OBJECTIVE 1
Please rewrite the paragraph in the coin guide that begins "Sovereigns were produced in large quantities" as a short bulleted list, keeping its main facts.
OBJECTIVE 2
Translate this sentence from the coin guide into French: "The last regular issue was in 1932 at the Pretoria mint."
====== GIVEN TEXT
O’Brien Coin Guide: Mintages for British Gold Sovereigns


The British gold sovereign is one of the most ‘collected’ gold coins in Ireland today. We used it when we were part of the UK and it would seem that we are still hoarding them. Named after the English gold sovereign, previously last minted in 1604, the name was revived with the Great Re-coinage of King George III in 1816 … and minting began in 1817.

Sovereigns were produced in large quantities every year until World War I, when the UK came off the gold standard. From then until 1932, sovereigns were produced only at branch mints at Melbourne, Sydney, Perth, Bombay, Ottawa, and Pretoria.

  • The exception to this was in 1925 when, some were produced in London, as part of Winston Churchill’s ill-fated attempt to return the UK to the gold standard.
  • The last regular issue was in 1932 at the Pretoria mint.
    • During the years 1949 to 1952 sovereigns dated 1925 were produced for the international bullion markets although these can be differentiated by a more pronounced rim.
============
====== DATA LISTING
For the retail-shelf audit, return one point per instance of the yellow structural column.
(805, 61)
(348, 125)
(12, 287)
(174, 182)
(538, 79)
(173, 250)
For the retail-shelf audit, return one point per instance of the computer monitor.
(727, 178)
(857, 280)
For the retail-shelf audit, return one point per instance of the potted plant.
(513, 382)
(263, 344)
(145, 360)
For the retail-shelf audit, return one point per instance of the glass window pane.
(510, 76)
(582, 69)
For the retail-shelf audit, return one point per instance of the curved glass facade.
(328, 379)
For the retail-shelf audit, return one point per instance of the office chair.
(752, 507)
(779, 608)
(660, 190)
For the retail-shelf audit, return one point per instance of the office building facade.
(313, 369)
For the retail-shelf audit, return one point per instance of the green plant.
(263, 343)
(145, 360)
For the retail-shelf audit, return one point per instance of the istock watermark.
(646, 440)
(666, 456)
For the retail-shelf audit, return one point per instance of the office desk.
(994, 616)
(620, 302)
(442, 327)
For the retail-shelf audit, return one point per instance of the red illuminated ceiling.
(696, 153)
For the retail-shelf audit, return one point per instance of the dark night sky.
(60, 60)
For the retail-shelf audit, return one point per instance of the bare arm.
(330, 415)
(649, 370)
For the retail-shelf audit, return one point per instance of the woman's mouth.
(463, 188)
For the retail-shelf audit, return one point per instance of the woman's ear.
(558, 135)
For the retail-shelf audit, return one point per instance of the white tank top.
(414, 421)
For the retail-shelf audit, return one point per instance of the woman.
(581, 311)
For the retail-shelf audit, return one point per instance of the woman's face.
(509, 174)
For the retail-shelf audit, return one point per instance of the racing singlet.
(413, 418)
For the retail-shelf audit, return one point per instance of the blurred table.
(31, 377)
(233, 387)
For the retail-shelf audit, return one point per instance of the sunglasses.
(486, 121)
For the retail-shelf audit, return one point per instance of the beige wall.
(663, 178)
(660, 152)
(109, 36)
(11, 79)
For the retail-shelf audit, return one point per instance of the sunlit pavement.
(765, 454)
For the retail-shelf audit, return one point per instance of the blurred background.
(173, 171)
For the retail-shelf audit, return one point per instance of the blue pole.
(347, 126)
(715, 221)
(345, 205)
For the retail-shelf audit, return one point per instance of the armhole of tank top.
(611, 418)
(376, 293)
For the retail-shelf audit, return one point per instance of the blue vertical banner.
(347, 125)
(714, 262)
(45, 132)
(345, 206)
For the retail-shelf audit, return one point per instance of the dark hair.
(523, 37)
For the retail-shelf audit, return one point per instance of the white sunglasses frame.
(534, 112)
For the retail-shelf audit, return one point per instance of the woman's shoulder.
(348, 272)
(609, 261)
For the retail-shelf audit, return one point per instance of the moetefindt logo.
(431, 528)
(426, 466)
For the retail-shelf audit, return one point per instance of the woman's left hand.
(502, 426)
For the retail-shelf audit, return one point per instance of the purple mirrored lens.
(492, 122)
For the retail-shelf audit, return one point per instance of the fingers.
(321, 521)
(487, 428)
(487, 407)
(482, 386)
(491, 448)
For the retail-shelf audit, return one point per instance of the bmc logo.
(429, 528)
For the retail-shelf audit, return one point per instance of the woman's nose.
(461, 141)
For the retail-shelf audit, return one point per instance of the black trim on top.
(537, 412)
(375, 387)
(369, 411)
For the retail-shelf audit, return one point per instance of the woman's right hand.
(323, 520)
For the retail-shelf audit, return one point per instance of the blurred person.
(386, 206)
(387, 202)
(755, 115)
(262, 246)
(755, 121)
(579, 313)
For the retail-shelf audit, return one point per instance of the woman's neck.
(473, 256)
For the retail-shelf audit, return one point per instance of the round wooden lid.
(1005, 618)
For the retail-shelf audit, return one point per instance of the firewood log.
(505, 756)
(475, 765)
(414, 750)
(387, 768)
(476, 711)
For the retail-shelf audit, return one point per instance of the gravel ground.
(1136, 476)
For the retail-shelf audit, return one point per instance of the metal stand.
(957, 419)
============
FINISHED ANSWER 1
- Sovereigns were made in large numbers every year until World War I, when the UK left the gold standard.
- From then until 1932, they were struck only at the branch mints in Melbourne, Sydney, Perth, Bombay, Ottawa, and Pretoria.

FINISHED ANSWER 2
La dernière émission régulière a eu lieu en 1932 à la Monnaie de Pretoria.